** START Source extract **
What It Actually Looks Like When It Works
A founder with real relational clarity does a few things differently.
They hold their own boundaries quietly and consistently. "I don't take calls after 7pm" is not an announcement. It is simply what they do. When someone calls, they do not answer. When someone apologizes for a late message, they respond in the morning without drama. The boundary holds because the founder holds it, not because everyone else agreed to respect it.
They establish rules explicitly and enforce them evenly. If the expectation is that everyone is reachable during core hours, that applies to the boss's friend and the newest hire alike. If the standard is that team members treat each other with basic respect, that is enforced regardless of performance or tenure.
They name the frame they are using. Teams that hear "we're a family" from their founder need to hear something different: "we're a team that genuinely cares about each other, and that means I will hold everyone, including myself, to the same standard." That is not colder. That is safer.
And when someone crosses a line, theirs or a colleague's, they address it. Not dramatically, not punitively, but clearly. The conversation that feels hardest in the moment is almost always the one that prevents the exodus three months later.
Frequently Asked Questions
What is the difference between a boundary and a rule at work?
A boundary belongs to one person: it describes what that individual will and will not accept, and what they will do if that line is crossed. A rule is a mutual agreement between two people or a group about how they will operate together. Rules require buy-in and consistent enforcement. Boundaries require only that the person holding them actually acts on them.
Is it a boundary violation when a boss expects employees to work on their days off?
Yes, when the expectation is implicit rather than agreed upon. An employee's personal time is theirs. A founder who sends weekend messages and expects fast responses is communicating, without agreement, that personal time is a shared resource. This crosses a boundary that most employees have not consented to dissolve.
Why does "treating employees like family" backfire?
** END Source extract **
** START Given information **
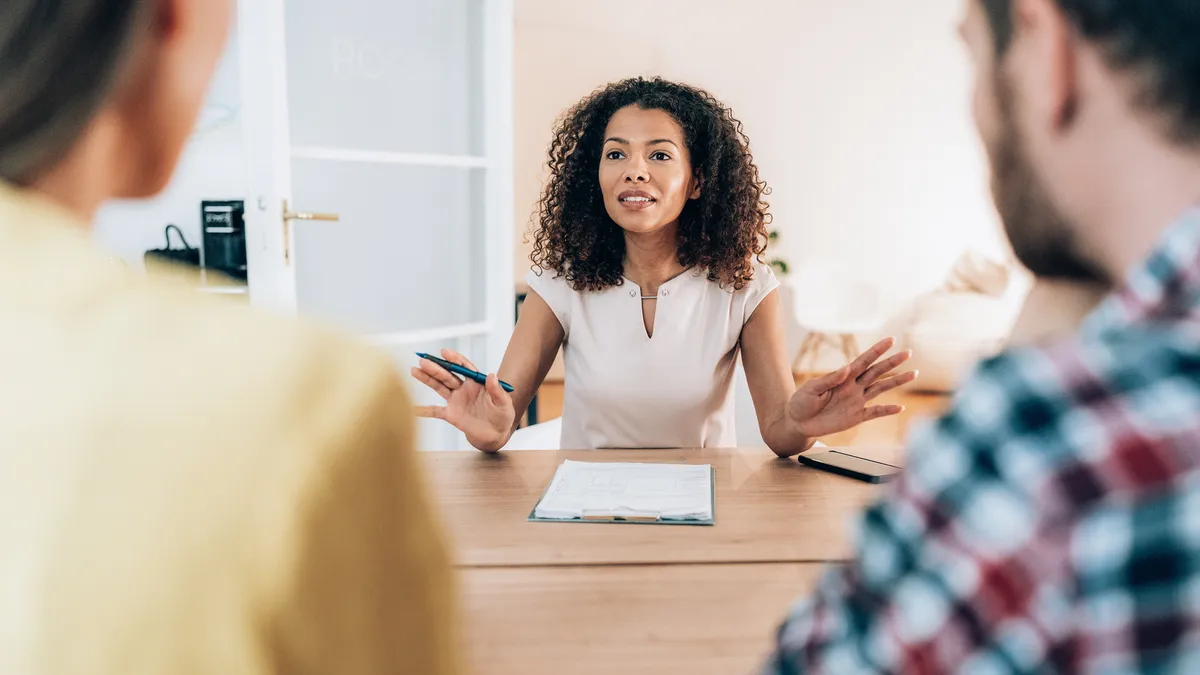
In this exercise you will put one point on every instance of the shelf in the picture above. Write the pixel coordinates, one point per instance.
** END Given information **
• _To-do list_:
1. Quote the workplace boundaries text word for word, starting with "And when someone" and going on through "their days off?".
2. Extend the workplace boundaries text, picking up after its final sentence.

• _Outputs_:
1.
And when someone crosses a line, theirs or a colleague's, they address it. Not dramatically, not punitively, but clearly. The conversation that feels hardest in the moment is almost always the one that prevents the exodus three months later.
Frequently Asked Questions
What is the difference between a boundary and a rule at work?
A boundary belongs to one person: it describes what that individual will and will not accept, and what they will do if that line is crossed. A rule is a mutual agreement between two people or a group about how they will operate together. Rules require buy-in and consistent enforcement. Boundaries require only that the person holding them actually acts on them.
Is it a boundary violation when a boss expects employees to work on their days off?

2.
The family model imports unconditional loyalty, tolerance for underperformance, and conflict avoidance into a context that requires accountability, clarity, and fair standards. When a founder uses family language, employees unconsciously shift into relational dynamics that are not designed for professional environments, and accountability conversations become nearly impossible without feeling like a betrayal.
What happens when a founder doesn't enforce a rule protecting employees?
The team registers the inaction as a choice. Trust in the founder's leadership erodes. The employees absorbing the bad behavior, covering for a slacker or tolerating a colleague who is abrasive, begin to question whether their wellbeing matters. Over time, the best employees leave, and the ones who stay do so because they have fewer options, not because they are invested.
Why do founders with good intentions still struggle to hold boundaries?
Holding a boundary often means disappointing someone or triggering conflict, and for founders wired toward self-reliance and belonging, conflict can feel like a threat rather than a neutral event. This is a nervous system and identity pattern, not a knowledge gap. Relationship coaching for entrepreneurs addresses exactly this layer: not just the concept of boundaries, but the relational capacity to act on them consistently, without emotional exhaustion or guilt.
Founders who recognize themselves in these patterns, who know they are the bottleneck, who sense that the culture they have built is costing them their best people, and who are exhausted from carrying it alone, are not dealing with a strategy problem. They are dealing with a relational capacity problem. Coaching for entrepreneurs who want to rebuild that capacity is what Annie Carbonneau does. You can find her profile on Coaching Intelligence Hub to learn more about how the work is structured.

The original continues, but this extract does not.